● Task
Count the lines in the items below that contain the string "jacket". Reply with the number only.

[Coordinate labeling data]

++++++

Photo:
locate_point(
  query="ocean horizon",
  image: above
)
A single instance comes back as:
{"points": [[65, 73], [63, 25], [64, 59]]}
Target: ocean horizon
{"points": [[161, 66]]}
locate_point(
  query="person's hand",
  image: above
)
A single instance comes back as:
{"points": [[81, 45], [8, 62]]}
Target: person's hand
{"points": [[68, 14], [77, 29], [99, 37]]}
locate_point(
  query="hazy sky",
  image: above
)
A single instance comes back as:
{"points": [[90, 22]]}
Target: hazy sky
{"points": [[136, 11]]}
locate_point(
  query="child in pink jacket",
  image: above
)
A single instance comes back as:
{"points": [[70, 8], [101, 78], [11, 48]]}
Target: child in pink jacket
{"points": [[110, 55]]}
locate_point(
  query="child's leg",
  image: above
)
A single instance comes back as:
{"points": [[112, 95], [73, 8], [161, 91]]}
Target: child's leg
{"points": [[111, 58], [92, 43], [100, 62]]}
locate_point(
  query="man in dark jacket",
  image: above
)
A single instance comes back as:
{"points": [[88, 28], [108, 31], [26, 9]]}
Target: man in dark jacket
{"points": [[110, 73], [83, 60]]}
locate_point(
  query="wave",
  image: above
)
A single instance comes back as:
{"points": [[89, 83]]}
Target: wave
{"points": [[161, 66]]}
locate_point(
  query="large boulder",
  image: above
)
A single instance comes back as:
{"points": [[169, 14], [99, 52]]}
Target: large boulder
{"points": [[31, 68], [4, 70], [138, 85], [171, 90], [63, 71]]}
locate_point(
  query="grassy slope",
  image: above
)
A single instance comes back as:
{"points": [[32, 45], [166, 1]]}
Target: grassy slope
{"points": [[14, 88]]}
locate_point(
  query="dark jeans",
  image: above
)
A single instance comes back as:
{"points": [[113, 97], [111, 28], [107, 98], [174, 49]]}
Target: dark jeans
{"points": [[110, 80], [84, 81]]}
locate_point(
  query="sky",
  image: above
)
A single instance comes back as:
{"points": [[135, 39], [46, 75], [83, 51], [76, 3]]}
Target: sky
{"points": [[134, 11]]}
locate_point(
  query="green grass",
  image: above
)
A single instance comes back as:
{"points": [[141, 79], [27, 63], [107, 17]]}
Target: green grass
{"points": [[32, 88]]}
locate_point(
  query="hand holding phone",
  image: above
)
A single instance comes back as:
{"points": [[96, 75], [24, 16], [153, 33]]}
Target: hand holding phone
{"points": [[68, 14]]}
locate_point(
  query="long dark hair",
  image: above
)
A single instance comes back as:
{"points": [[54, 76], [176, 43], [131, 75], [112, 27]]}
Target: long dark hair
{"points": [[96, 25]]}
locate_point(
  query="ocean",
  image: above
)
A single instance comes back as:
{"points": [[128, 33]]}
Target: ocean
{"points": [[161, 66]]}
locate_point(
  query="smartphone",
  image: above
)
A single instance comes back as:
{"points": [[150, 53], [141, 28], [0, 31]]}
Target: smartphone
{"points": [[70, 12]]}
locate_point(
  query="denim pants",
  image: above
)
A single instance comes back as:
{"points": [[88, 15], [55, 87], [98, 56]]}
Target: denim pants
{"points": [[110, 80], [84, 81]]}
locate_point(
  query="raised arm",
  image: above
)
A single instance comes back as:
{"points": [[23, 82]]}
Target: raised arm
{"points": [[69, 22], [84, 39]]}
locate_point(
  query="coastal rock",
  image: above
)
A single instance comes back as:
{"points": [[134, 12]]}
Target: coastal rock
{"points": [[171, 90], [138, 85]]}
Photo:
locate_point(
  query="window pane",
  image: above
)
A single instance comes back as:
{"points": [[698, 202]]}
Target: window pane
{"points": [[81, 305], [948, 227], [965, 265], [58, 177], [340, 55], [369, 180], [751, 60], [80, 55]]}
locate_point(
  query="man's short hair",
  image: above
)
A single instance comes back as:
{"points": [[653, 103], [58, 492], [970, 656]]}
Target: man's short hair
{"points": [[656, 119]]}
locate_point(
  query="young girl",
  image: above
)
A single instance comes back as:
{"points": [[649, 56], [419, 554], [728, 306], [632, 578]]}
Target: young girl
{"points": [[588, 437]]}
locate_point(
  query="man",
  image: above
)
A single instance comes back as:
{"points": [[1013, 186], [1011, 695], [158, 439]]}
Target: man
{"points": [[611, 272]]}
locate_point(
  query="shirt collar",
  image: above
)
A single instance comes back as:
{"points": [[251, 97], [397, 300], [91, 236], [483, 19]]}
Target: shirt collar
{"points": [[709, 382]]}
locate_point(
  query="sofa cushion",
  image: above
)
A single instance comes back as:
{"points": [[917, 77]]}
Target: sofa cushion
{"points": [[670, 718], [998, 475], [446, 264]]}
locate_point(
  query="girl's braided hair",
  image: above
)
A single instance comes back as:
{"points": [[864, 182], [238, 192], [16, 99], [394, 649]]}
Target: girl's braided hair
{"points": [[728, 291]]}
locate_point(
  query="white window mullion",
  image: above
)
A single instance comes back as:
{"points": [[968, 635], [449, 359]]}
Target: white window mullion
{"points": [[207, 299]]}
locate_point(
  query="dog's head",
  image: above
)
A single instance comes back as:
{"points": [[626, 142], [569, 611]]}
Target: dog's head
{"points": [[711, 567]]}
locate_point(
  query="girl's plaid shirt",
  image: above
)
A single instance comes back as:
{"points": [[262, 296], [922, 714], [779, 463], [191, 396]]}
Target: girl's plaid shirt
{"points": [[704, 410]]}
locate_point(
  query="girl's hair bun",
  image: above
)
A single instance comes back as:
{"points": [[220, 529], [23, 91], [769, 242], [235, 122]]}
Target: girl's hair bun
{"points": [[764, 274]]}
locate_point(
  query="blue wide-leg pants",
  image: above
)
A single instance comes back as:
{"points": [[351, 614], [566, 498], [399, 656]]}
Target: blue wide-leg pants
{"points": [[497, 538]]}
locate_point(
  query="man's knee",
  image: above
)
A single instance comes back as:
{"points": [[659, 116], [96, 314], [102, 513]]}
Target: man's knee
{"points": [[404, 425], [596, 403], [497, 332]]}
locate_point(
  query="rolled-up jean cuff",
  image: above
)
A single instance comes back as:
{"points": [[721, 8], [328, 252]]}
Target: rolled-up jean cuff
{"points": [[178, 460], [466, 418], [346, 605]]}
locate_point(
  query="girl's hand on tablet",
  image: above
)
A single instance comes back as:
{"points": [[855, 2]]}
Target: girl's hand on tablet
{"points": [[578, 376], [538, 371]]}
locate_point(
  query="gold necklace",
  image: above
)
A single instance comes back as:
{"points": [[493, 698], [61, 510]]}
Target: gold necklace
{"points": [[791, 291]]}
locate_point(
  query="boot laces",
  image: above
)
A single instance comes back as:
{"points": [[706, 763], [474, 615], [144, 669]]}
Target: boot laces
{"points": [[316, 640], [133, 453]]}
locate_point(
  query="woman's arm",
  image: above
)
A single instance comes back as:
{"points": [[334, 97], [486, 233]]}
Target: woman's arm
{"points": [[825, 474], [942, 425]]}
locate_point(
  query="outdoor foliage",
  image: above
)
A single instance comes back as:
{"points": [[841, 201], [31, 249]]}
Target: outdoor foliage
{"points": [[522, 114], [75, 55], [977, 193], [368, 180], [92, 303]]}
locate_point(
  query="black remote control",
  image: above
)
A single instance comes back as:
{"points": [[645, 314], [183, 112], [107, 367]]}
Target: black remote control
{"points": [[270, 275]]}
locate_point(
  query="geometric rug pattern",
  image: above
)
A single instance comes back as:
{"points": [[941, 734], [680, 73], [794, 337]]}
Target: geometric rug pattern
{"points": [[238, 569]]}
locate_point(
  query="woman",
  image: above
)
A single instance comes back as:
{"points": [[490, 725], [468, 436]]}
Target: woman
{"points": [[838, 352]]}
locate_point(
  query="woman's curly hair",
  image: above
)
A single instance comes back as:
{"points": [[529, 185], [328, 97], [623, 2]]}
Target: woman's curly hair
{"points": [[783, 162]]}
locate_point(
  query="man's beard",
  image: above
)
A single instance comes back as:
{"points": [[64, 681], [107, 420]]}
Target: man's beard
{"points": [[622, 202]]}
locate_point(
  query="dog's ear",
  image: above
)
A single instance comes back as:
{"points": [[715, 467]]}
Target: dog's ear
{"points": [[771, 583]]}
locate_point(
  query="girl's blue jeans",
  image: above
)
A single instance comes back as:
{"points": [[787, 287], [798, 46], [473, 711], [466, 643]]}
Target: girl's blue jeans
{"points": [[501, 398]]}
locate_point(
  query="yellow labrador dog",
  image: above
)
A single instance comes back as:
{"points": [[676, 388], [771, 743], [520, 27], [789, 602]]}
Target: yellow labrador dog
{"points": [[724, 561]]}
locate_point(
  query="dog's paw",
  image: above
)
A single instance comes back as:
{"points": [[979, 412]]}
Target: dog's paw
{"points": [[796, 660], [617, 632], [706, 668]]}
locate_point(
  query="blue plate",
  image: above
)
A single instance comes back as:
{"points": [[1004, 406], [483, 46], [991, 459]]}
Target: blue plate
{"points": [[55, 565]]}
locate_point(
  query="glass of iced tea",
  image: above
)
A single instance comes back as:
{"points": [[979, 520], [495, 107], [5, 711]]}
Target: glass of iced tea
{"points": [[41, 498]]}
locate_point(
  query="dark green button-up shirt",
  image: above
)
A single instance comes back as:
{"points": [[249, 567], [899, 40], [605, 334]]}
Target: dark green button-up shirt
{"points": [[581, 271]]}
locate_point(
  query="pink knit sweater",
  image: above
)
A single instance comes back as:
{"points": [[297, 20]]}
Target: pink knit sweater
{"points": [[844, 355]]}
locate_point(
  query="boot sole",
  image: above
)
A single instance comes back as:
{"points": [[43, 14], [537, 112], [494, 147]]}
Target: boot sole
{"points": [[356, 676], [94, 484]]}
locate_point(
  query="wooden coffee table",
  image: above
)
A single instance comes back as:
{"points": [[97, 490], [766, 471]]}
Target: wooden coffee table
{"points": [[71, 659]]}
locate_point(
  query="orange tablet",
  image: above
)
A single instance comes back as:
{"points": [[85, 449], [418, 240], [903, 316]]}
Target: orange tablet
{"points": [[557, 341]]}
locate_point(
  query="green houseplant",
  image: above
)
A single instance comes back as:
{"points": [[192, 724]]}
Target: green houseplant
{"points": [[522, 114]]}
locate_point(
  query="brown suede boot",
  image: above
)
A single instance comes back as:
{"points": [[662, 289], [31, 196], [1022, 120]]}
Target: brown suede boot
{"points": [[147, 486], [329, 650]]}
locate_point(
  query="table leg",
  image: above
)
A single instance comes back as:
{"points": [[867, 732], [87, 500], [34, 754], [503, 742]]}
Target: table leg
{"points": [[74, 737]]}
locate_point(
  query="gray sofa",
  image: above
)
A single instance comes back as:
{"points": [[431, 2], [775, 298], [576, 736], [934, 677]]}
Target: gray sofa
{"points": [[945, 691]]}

++++++

● Answer below
4